## MATERIAL FOR THE TASK

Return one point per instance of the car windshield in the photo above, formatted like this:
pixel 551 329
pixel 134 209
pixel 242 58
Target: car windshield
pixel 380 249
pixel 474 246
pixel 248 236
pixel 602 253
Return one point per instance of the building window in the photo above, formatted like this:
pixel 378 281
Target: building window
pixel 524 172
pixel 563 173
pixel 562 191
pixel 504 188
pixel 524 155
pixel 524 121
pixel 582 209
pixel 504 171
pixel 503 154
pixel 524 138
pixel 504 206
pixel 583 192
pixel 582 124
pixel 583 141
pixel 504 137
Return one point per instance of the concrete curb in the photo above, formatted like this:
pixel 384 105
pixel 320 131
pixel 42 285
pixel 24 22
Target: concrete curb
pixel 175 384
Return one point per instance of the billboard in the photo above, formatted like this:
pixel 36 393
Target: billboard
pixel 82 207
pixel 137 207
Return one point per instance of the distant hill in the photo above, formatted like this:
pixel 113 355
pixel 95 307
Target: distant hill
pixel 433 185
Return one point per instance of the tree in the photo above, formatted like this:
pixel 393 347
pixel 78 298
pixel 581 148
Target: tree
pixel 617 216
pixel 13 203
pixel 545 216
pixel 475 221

...

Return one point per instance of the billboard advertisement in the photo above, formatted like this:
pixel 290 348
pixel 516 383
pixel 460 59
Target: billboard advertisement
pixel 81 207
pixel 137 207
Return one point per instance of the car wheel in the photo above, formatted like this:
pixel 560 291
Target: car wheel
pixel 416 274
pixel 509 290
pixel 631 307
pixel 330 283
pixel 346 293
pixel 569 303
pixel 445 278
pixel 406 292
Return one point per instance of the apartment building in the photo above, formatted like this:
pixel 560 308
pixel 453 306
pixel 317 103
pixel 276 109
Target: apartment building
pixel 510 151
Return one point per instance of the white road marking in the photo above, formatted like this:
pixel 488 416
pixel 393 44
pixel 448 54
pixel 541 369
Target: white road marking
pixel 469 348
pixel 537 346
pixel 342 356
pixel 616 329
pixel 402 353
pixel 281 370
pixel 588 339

## TASK REQUIREMENTS
Pull out the lines from the one containing "Return one point per instance of the billboard advertisement" through the one containing "pixel 588 339", both included, and copy them word for word.

## EXERCISE SOLUTION
Return one point per instance of the billboard advertisement in the photo above, formatted like this:
pixel 290 348
pixel 516 383
pixel 460 59
Target: billboard advertisement
pixel 81 207
pixel 137 207
Return one point per instance of the car wheel in the photo above, formatted like this:
pixel 560 291
Target: car wheel
pixel 416 274
pixel 509 290
pixel 631 307
pixel 330 283
pixel 346 293
pixel 569 303
pixel 445 278
pixel 406 292
Return one point per instance of the apartment building in the photo above, formatted like this:
pixel 560 308
pixel 453 306
pixel 317 103
pixel 276 109
Target: apartment building
pixel 510 151
Return one point per instance of the white road marking in the photo above, formatted like this:
pixel 488 416
pixel 393 44
pixel 448 54
pixel 541 369
Target: white road marking
pixel 469 348
pixel 537 346
pixel 342 356
pixel 616 329
pixel 402 353
pixel 281 370
pixel 588 339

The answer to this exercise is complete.